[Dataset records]
——
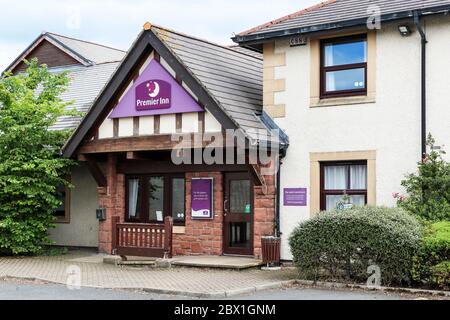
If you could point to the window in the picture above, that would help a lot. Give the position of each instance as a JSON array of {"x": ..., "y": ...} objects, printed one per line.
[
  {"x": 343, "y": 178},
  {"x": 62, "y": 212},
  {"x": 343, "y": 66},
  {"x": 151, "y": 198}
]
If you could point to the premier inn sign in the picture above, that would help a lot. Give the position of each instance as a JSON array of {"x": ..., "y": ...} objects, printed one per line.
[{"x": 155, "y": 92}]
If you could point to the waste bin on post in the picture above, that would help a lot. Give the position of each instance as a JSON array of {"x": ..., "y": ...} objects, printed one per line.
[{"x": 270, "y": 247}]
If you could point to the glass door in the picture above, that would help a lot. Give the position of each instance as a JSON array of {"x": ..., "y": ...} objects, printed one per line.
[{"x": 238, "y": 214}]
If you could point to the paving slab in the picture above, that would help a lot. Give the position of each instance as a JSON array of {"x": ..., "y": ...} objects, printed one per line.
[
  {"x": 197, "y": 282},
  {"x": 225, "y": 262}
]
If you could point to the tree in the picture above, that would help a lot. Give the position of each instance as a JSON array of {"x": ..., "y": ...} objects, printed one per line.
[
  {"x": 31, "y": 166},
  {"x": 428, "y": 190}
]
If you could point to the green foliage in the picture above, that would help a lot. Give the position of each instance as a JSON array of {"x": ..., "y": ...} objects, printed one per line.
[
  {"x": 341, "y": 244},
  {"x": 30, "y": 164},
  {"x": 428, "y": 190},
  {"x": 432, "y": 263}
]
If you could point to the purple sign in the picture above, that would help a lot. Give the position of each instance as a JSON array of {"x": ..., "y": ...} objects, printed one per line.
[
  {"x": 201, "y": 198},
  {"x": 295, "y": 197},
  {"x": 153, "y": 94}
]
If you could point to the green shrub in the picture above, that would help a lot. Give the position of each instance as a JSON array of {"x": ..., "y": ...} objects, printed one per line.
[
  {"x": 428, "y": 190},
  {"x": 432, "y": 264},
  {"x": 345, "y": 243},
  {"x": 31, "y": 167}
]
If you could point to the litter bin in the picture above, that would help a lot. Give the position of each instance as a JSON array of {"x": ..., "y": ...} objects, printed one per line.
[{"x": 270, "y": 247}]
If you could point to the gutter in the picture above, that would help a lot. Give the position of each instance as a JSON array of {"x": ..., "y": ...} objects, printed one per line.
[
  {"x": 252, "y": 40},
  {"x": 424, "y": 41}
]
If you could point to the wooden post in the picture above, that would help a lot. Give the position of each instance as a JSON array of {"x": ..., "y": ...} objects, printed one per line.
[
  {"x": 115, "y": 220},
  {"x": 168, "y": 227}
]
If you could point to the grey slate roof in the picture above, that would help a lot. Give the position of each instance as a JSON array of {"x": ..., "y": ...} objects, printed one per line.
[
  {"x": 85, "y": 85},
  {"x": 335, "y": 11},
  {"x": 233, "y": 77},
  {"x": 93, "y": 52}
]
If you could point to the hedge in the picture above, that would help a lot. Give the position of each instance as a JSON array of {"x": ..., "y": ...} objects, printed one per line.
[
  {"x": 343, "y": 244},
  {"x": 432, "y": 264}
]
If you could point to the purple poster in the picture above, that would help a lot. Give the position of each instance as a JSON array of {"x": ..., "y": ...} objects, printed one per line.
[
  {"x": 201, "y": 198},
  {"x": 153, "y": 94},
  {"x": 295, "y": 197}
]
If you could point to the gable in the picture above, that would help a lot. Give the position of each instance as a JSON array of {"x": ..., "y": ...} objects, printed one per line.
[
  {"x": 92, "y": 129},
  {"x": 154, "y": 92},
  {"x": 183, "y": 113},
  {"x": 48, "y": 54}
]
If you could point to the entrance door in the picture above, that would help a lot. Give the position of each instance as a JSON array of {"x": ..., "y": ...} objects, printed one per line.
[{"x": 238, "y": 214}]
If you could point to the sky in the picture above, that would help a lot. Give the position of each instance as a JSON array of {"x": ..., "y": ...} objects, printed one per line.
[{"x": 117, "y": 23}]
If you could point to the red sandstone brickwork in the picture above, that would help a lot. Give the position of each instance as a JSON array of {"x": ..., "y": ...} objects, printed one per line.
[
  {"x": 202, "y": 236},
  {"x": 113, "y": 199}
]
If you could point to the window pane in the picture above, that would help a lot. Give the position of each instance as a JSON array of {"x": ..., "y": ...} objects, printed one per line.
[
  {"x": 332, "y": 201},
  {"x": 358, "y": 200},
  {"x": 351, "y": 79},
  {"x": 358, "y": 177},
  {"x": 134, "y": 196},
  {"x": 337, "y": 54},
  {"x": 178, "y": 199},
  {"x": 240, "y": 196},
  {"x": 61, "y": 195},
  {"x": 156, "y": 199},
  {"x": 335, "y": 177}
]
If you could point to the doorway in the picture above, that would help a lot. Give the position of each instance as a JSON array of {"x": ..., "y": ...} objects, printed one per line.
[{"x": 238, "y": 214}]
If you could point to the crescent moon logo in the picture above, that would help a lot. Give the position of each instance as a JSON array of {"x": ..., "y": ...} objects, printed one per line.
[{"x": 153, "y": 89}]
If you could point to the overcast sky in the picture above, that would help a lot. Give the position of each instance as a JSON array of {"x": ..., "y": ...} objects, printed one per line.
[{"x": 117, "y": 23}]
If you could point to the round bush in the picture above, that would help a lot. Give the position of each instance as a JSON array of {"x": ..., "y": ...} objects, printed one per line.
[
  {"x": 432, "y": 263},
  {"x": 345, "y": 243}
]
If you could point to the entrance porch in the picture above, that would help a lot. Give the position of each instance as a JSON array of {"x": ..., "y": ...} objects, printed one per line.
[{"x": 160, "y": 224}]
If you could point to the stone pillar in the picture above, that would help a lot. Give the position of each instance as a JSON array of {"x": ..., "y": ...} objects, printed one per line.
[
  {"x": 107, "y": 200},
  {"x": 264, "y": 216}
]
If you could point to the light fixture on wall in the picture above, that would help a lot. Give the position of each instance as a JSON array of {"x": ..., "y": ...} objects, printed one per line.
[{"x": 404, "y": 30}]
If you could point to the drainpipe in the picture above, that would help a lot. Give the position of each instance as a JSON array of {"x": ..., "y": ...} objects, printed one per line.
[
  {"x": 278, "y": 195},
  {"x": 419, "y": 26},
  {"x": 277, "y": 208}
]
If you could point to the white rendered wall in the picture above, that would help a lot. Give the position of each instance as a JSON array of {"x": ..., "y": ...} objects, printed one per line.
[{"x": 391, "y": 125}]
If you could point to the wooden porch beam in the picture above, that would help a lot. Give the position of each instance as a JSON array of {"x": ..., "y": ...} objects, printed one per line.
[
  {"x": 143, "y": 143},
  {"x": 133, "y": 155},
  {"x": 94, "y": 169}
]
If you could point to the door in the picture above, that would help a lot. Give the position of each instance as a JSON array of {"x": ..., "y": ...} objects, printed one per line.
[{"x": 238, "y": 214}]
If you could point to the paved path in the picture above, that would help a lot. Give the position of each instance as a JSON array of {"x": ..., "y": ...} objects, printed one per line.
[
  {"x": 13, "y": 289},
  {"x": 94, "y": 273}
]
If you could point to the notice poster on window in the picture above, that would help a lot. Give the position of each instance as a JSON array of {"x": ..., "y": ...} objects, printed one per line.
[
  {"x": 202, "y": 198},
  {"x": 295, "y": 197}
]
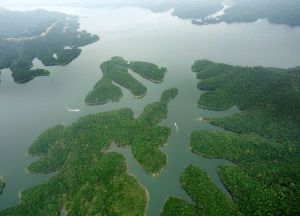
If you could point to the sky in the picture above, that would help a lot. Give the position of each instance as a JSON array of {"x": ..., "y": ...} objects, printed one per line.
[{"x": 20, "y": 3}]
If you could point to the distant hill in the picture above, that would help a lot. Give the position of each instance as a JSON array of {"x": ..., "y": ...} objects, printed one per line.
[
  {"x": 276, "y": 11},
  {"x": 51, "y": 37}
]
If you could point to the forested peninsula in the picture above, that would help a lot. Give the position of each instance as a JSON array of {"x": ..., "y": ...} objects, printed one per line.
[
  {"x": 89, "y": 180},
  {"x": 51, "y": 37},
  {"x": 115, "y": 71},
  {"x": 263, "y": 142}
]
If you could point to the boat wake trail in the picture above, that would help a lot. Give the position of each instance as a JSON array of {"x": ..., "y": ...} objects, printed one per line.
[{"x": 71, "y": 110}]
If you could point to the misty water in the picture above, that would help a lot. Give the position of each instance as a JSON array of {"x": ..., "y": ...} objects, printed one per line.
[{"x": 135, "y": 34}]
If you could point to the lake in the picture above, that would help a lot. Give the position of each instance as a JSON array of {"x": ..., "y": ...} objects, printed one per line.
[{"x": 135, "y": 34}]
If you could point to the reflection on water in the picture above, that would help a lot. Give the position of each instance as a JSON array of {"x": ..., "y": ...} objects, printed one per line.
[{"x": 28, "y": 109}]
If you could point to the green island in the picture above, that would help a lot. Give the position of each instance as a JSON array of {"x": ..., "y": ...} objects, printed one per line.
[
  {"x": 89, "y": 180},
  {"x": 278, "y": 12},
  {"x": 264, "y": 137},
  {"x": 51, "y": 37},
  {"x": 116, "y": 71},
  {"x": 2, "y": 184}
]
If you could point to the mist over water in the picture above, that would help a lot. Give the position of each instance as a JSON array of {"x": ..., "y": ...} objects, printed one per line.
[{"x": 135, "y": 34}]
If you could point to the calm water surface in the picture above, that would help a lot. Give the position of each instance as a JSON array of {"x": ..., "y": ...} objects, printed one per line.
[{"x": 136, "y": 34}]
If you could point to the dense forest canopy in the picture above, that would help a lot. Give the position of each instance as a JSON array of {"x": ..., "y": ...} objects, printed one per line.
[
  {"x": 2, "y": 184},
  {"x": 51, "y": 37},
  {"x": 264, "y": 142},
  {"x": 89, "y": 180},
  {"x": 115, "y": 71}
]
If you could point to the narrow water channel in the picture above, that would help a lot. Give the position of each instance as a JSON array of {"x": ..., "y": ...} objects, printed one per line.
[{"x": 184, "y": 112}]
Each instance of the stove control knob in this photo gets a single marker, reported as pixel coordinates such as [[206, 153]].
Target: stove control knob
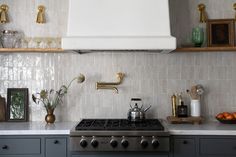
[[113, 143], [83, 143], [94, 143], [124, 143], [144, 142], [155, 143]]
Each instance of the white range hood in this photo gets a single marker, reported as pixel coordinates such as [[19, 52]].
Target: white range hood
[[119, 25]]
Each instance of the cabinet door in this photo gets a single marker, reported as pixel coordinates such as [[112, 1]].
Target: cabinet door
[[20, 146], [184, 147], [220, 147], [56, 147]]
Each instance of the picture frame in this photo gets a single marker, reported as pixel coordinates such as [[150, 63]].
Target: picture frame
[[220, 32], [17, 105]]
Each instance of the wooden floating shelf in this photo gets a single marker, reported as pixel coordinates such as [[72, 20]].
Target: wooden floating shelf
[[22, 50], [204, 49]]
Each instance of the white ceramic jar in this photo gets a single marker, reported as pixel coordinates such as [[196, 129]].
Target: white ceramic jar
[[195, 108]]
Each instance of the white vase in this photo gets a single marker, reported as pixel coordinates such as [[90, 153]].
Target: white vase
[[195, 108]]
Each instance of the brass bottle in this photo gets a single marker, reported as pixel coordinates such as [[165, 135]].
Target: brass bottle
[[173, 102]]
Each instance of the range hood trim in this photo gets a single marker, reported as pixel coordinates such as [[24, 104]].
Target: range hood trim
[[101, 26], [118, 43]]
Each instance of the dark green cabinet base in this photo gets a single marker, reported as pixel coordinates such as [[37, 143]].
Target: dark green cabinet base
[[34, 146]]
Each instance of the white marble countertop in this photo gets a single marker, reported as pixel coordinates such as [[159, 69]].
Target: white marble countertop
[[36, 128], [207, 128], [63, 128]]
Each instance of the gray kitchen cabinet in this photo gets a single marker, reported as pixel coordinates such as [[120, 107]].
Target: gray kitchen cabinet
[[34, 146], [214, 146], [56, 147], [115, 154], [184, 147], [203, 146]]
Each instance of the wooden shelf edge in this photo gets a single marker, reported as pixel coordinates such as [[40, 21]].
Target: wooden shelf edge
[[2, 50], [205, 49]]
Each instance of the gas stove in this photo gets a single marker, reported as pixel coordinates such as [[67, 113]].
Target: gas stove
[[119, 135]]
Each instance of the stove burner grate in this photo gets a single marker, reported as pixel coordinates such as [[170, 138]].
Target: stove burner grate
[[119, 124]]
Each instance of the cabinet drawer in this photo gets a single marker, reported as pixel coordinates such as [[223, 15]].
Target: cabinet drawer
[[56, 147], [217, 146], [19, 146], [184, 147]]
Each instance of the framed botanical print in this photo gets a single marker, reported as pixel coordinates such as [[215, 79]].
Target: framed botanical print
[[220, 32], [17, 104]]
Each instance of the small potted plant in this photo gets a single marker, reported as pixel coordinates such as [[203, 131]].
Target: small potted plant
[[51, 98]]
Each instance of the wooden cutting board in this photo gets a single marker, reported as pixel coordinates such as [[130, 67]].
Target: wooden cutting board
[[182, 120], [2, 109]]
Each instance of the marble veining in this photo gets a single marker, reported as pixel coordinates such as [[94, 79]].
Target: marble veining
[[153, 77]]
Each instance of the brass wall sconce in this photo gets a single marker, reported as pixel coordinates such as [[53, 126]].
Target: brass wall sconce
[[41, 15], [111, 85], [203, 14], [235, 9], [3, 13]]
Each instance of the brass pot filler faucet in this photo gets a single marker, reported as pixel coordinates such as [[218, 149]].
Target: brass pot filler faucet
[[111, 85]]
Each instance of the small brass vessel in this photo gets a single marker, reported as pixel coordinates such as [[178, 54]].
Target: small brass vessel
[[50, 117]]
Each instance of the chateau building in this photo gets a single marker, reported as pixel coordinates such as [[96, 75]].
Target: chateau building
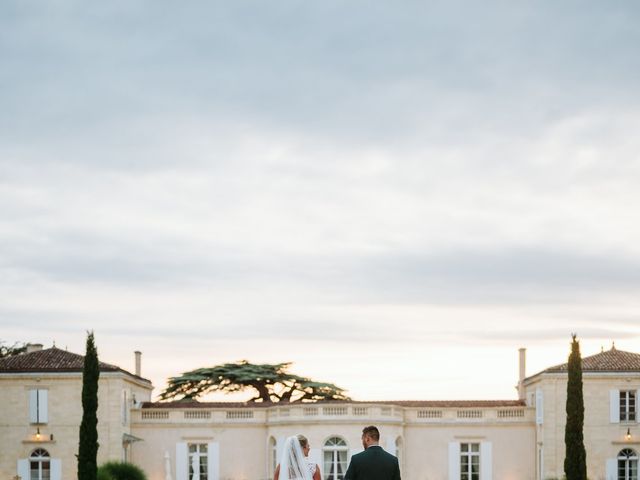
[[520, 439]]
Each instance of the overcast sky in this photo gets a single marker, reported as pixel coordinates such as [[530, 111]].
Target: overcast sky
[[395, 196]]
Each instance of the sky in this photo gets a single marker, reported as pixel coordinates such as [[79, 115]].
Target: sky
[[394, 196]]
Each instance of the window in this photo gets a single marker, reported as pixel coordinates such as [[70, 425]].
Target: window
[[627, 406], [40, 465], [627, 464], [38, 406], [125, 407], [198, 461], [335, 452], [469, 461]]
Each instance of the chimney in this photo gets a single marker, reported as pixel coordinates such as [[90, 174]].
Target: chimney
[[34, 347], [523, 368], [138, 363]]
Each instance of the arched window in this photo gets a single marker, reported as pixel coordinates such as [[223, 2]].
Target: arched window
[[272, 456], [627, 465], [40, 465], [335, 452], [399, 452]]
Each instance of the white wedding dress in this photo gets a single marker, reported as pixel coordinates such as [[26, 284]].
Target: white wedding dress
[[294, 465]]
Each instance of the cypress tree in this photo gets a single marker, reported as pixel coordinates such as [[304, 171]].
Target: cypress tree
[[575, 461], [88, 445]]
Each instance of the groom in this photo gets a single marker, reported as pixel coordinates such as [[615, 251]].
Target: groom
——
Working from the line that contains "Each instance of the small brass" to the last line of the listing, please quote each line exactly, pictures excluded.

Expected output:
Each instance of the small brass vessel in this photo gets a single marker, reported as pixel coordinates such as [[178, 54]].
Target: small brass vessel
[[50, 117]]
Each instance of the chateau building in this photo gets a single marker, reported as pixel coordinates such as [[96, 75]].
Target: chateau building
[[520, 439]]
Each instance of the overcast sky in this photo gets a single marker, reported as pixel coordinates such as [[530, 111]].
Target: overcast sky
[[395, 196]]
Each instance of the sky in this photo gets a single marker, reported as pixel coordinates such as [[79, 115]].
Target: sky
[[394, 196]]
Each instance of the window in this photo gets a single marker, reported as pixel coordinates such as [[70, 425]].
Target: window
[[627, 406], [40, 465], [627, 464], [38, 406], [125, 407], [198, 461], [335, 452], [469, 461]]
Each instance of the chimney in this photo gets a single marker, reported as pixel coordinates such as [[90, 174]].
Target: chimney
[[34, 347], [523, 368], [138, 363]]
Each instance of the arched window in this photo gets a single marker, reported as pixel coordinates such as [[223, 2]].
Target: arched window
[[272, 456], [627, 465], [40, 465], [335, 452], [399, 452]]
Each instance of the white wedding dress in this photo gets a single marker, reported as pixel coordinates such as [[26, 284]].
Target: white wedding dress
[[294, 465]]
Each instance of the cypress tree in this photo gets a single marker, reported as pixel coordinates such as [[304, 171]].
Target: cypress tree
[[575, 461], [88, 445]]
Each instance of the groom in this photo gets a single marker, reported as pixel coordinates such as [[615, 251]].
Target: groom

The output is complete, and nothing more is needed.